**Supplied information**
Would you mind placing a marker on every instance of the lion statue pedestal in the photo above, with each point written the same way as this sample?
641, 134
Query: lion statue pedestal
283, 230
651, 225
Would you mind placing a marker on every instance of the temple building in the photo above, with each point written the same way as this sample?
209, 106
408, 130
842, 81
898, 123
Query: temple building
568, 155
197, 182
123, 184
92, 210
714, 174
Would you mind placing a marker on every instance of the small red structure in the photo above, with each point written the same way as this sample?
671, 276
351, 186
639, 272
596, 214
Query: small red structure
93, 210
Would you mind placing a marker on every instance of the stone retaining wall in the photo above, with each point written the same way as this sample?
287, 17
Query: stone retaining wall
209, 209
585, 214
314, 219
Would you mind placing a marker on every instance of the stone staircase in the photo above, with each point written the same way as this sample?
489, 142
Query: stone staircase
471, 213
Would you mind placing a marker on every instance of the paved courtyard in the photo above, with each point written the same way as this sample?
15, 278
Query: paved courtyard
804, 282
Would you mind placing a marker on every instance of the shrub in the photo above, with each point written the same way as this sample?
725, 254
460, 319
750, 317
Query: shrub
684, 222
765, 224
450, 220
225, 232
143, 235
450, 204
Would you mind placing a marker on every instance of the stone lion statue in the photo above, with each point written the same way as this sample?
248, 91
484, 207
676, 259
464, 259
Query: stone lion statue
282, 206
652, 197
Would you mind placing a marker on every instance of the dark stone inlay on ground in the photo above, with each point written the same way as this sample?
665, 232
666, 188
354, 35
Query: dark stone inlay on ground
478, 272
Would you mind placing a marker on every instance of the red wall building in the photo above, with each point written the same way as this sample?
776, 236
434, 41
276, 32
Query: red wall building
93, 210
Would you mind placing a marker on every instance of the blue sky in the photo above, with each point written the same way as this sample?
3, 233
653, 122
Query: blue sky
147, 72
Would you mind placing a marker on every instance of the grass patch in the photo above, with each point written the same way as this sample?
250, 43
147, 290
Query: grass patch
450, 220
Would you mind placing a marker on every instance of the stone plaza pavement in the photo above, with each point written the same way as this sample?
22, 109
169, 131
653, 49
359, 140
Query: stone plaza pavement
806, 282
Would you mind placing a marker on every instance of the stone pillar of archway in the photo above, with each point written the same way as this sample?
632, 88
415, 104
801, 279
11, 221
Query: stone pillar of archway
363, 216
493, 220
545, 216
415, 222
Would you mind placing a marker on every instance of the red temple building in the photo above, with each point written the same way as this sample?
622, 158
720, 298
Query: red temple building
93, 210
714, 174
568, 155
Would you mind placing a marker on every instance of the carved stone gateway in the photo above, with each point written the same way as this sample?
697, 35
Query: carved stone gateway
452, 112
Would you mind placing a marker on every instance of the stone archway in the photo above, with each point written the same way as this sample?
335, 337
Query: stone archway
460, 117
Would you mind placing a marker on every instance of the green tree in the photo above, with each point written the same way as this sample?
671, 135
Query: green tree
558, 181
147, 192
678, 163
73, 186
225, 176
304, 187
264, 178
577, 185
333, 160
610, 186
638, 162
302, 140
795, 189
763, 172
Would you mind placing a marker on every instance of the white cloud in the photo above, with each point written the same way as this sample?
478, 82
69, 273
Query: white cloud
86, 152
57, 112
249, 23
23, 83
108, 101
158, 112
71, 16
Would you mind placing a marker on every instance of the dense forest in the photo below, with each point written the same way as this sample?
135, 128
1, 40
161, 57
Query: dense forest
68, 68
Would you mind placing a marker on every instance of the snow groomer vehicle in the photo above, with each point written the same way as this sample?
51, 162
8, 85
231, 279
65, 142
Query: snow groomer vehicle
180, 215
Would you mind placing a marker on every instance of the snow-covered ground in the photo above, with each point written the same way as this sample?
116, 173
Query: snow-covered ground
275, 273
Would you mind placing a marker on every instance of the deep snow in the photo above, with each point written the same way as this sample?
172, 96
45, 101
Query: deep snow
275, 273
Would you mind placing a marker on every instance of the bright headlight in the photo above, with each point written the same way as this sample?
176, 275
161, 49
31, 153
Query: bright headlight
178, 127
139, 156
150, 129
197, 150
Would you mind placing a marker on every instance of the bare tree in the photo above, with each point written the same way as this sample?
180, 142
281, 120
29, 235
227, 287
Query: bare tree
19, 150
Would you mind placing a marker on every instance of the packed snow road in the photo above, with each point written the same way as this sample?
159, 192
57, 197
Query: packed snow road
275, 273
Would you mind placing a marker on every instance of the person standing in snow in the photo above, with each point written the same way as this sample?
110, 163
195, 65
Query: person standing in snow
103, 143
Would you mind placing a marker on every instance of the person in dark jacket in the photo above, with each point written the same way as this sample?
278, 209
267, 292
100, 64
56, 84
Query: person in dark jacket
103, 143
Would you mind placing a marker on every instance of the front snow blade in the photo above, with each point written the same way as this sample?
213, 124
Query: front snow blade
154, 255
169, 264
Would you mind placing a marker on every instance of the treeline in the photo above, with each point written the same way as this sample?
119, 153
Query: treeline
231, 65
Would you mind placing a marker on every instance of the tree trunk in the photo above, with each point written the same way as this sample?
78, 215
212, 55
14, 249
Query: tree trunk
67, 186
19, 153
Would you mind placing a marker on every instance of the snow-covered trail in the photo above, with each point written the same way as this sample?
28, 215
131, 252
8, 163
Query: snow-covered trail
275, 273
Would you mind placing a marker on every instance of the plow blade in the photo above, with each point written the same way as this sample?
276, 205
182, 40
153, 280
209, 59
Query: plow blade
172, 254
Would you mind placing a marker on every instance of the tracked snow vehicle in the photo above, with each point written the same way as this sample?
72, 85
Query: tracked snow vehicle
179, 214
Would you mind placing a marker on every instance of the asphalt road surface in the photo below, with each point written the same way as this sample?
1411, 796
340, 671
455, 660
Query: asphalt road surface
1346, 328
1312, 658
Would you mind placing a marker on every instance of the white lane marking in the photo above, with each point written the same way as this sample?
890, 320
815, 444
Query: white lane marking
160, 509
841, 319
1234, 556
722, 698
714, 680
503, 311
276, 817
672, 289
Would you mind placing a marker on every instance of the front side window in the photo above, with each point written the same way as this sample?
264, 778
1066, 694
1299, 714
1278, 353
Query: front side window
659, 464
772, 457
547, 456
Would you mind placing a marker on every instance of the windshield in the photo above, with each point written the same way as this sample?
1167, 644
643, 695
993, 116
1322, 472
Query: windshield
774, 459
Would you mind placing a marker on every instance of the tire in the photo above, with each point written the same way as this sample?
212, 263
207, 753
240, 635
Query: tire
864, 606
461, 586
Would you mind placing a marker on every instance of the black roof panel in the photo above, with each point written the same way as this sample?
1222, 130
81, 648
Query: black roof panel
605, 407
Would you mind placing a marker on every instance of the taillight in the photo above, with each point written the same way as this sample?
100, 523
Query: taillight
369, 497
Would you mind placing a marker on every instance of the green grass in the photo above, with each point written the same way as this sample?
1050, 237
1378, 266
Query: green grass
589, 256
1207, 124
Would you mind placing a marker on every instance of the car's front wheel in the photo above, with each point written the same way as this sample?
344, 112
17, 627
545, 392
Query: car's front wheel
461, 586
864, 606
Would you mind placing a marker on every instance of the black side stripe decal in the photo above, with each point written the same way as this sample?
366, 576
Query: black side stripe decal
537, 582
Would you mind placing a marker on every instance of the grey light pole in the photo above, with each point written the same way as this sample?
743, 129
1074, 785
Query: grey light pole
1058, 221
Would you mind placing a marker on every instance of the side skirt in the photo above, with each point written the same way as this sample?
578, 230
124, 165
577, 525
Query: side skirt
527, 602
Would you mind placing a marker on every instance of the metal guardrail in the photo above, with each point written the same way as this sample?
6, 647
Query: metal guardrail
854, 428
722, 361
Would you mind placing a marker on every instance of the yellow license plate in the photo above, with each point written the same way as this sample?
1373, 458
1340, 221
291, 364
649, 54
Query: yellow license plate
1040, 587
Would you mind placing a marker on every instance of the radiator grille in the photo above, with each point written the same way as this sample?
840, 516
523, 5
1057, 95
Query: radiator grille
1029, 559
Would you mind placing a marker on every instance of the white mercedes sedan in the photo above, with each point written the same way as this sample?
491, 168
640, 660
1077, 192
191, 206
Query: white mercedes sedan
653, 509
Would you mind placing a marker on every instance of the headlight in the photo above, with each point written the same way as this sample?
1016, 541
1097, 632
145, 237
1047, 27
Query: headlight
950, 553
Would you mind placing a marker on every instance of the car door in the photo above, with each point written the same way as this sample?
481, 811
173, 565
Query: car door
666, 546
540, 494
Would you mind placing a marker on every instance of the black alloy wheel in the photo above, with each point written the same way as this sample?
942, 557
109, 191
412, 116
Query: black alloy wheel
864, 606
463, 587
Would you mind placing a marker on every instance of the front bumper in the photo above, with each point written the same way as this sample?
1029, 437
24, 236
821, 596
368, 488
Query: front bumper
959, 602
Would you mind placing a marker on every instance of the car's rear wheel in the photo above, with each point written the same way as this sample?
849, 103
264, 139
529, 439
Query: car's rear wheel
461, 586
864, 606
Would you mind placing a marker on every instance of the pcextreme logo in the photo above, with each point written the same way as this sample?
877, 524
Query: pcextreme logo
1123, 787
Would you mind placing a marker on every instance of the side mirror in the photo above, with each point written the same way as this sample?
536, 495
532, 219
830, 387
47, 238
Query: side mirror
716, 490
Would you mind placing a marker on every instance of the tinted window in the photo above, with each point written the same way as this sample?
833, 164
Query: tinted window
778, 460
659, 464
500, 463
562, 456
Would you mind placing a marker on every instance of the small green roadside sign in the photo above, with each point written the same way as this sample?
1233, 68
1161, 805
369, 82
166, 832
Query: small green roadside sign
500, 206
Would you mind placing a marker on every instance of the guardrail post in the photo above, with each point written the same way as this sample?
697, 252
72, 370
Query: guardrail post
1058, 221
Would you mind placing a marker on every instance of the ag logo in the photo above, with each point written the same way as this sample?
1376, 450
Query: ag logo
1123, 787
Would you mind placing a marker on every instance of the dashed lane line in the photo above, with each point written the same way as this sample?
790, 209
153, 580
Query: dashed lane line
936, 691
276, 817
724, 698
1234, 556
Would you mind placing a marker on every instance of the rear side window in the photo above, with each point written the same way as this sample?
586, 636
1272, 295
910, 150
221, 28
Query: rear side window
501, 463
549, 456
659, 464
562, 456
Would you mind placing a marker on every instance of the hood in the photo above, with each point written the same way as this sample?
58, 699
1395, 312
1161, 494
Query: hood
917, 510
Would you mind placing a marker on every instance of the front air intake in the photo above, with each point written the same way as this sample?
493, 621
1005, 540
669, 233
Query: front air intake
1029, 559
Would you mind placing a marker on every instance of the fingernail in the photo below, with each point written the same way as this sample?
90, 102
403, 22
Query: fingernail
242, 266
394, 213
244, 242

**Description of the task**
Output the line holding "of the tinted", then every later line through the end of the records above, exactly as given and nothing else.

**Exercise result**
Would you mind placing a marker on every instance of the tinted window in the photo above, with each point written the same way as this sample?
833, 164
Query: tinted window
778, 460
659, 464
500, 463
562, 456
Would you mind placing a marker on every instance of the small green roadside sign in the photo above, with each point written the same way as this sample?
1233, 68
1161, 805
369, 82
166, 832
Query: small green roadside sign
500, 206
Would you mind placing a marker on every instance of the guardrail post in the photo above, with each point written the same way as this sample?
697, 252
72, 370
Query: guardrail post
1058, 221
Would you mind placing a marker on every instance of the ag logo in the photo above, with each point written the same way as this sample?
1376, 450
Query: ag logo
1123, 787
Would you mind placing a marker on every instance of the dashed lane line in the photo above, with each point written the same way as this sample?
790, 209
153, 580
Query: dashed lane line
936, 691
276, 817
724, 698
1234, 556
Would you mind placing a marker on every instance of the rear side window in the photo above, with each point written the same way as this sample?
586, 636
1272, 295
910, 150
221, 28
Query: rear side window
501, 463
549, 456
659, 464
562, 456
Would you mind placing a marker on every instance of the hood in the photo above, with each point written the same way as this sample?
58, 699
1395, 312
1161, 494
Query: hood
917, 510
Would you mind placing a marker on every instance of the front air intake in the photo above, with each point written the same way as this sample?
493, 621
1005, 540
669, 233
Query: front air intake
1029, 559
Would you mind placing a marker on every instance of the fingernail in the photo below, with each point written the same way as this sample?
90, 102
403, 22
Query: fingernail
242, 266
394, 213
244, 242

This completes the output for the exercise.